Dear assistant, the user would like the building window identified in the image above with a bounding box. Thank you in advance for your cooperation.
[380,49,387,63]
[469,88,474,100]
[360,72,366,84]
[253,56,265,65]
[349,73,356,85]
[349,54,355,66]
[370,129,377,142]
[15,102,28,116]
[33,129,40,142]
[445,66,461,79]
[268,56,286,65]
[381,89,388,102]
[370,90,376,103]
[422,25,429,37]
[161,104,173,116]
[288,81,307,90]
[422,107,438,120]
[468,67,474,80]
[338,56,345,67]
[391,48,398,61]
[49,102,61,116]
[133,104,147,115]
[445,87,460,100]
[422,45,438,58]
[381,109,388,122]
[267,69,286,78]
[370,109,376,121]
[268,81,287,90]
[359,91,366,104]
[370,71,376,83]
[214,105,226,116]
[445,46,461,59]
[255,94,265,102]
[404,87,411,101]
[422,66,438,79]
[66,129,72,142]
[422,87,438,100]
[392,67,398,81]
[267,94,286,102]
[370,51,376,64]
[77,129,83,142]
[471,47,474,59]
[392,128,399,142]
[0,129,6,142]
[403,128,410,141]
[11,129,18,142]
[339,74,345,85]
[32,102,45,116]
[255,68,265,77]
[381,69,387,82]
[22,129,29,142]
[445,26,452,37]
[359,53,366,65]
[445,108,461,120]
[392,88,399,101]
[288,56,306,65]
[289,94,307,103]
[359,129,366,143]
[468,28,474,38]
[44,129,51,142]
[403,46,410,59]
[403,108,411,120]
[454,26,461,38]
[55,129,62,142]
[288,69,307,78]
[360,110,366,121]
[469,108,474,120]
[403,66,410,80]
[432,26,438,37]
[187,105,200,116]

TASK DETAILS
Each line of the data must be retyped exactly.

RESPONSE AREA
Dear assistant, the user would like the building window identified in the image above with a bounding box. Thank you in advance for your cooperation.
[380,49,387,63]
[469,88,474,100]
[360,72,366,84]
[253,56,265,65]
[349,73,356,85]
[349,54,355,66]
[370,129,377,142]
[15,102,28,116]
[33,129,40,142]
[445,66,461,79]
[268,56,286,65]
[381,89,388,102]
[370,90,376,103]
[422,25,429,37]
[161,104,173,116]
[288,81,307,90]
[422,107,438,120]
[468,67,474,80]
[338,56,345,67]
[391,48,398,61]
[49,102,61,116]
[133,104,147,115]
[445,87,460,100]
[422,45,438,58]
[381,109,388,122]
[267,69,286,78]
[370,109,376,121]
[268,81,287,90]
[359,91,366,104]
[370,71,376,83]
[214,105,226,116]
[445,46,461,59]
[255,94,265,102]
[404,87,411,101]
[422,66,438,79]
[66,129,72,142]
[422,87,438,100]
[392,67,398,81]
[267,94,286,102]
[370,51,376,64]
[77,129,83,142]
[471,47,474,59]
[392,128,399,142]
[0,129,6,142]
[403,128,410,141]
[11,129,18,142]
[339,74,345,85]
[32,102,45,116]
[255,68,265,77]
[381,69,387,82]
[22,129,29,142]
[445,26,452,37]
[359,53,366,65]
[445,108,461,120]
[392,88,399,101]
[288,56,306,65]
[289,94,307,103]
[359,129,366,143]
[468,28,474,38]
[44,129,51,142]
[403,46,410,59]
[403,108,411,120]
[454,26,461,38]
[55,129,62,142]
[288,69,307,78]
[360,110,366,121]
[469,108,474,120]
[403,66,410,80]
[432,26,438,37]
[187,105,200,116]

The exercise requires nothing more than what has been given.